Document text:
^^^^^^^^
Data Lab for Apache Spark™ - Quickstart

Reviewed on February 24, 2025

Console overview

Follow this guided tour to discover how to navigate the console.

Data Lab for Apache Spark™ is a product designed to assist data scientists and data engineers in performing calculations on a remotely managed Apache Spark infrastructure.

It is composed of the following:

Cluster: An Apache Spark cluster powered by a Kubernetes architecture.
Notebook: A JupyterLab service operating on a dedicated node type.

Scaleway provides dedicated node types for both the notebook and the cluster. The cluster nodes are high-end machines built for intensive computations, featuring powerful CPUs/GPUs, and substantial RAM.

The notebook, although capable of performing some local computations, primarily serves as a web interface for interacting with the Apache Spark cluster.
^^^^^^^^
Work to be completed: Based on the Data Lab quickstart above, explain in one to three sentences why the cluster nodes come with powerful CPUs/GPUs and substantial RAM.
^^^^^^^^
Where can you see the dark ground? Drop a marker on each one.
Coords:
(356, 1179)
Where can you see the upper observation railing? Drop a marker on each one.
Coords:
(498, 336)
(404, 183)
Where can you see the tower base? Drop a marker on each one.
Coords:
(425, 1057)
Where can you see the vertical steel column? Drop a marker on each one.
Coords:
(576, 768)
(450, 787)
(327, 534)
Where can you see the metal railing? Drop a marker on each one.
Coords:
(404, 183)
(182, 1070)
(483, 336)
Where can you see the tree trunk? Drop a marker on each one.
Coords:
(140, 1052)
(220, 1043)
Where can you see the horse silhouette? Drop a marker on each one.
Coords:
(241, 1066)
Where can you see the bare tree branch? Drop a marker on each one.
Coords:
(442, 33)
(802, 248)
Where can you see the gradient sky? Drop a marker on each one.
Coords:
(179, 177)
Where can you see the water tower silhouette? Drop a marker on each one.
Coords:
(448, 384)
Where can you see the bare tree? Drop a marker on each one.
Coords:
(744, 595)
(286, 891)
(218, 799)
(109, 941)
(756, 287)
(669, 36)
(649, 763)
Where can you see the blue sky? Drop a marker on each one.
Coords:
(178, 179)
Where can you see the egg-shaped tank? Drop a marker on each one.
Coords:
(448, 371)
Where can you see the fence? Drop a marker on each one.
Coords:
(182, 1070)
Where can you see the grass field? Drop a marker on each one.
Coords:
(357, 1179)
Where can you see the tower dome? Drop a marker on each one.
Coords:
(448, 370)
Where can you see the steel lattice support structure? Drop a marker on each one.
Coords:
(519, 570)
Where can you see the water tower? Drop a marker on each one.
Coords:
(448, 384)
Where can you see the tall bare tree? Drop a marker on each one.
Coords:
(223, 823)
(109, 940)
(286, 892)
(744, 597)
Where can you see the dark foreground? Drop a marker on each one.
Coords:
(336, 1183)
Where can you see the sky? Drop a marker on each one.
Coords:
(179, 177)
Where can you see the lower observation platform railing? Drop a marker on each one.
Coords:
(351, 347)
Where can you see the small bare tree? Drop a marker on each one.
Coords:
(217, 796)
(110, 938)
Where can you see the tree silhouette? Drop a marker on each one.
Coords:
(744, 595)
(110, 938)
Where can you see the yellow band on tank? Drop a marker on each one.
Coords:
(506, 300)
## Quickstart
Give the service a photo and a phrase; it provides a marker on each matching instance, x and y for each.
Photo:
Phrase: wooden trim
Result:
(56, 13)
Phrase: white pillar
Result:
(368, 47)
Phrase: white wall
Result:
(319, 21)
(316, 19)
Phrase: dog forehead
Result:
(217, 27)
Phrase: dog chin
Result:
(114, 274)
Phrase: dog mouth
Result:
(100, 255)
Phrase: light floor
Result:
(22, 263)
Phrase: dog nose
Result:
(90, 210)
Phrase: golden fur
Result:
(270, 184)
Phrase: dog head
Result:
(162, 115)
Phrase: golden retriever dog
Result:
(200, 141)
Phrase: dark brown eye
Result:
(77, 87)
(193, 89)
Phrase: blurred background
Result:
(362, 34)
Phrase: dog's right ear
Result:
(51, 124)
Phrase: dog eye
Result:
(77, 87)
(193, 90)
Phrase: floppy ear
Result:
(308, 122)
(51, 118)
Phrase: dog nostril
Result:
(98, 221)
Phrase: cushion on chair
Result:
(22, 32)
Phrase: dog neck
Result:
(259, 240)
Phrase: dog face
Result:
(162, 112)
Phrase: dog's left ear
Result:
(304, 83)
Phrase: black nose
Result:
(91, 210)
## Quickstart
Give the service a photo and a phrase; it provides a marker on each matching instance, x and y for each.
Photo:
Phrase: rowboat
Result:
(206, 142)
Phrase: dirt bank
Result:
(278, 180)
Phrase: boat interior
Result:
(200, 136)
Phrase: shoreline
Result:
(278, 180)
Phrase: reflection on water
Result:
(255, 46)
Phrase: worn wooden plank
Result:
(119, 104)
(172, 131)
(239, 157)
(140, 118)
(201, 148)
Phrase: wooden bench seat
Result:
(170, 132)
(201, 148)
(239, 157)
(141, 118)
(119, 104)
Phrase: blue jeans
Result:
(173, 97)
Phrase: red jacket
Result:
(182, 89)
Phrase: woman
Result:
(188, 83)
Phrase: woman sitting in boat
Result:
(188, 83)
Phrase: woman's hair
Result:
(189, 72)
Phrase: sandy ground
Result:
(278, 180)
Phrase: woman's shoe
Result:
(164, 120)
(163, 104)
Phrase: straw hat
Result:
^^^^^^^^
Result for this exercise: The cluster nodes are high-end machines built for intensive computations. That is why they have powerful CPUs/GPUs and substantial RAM.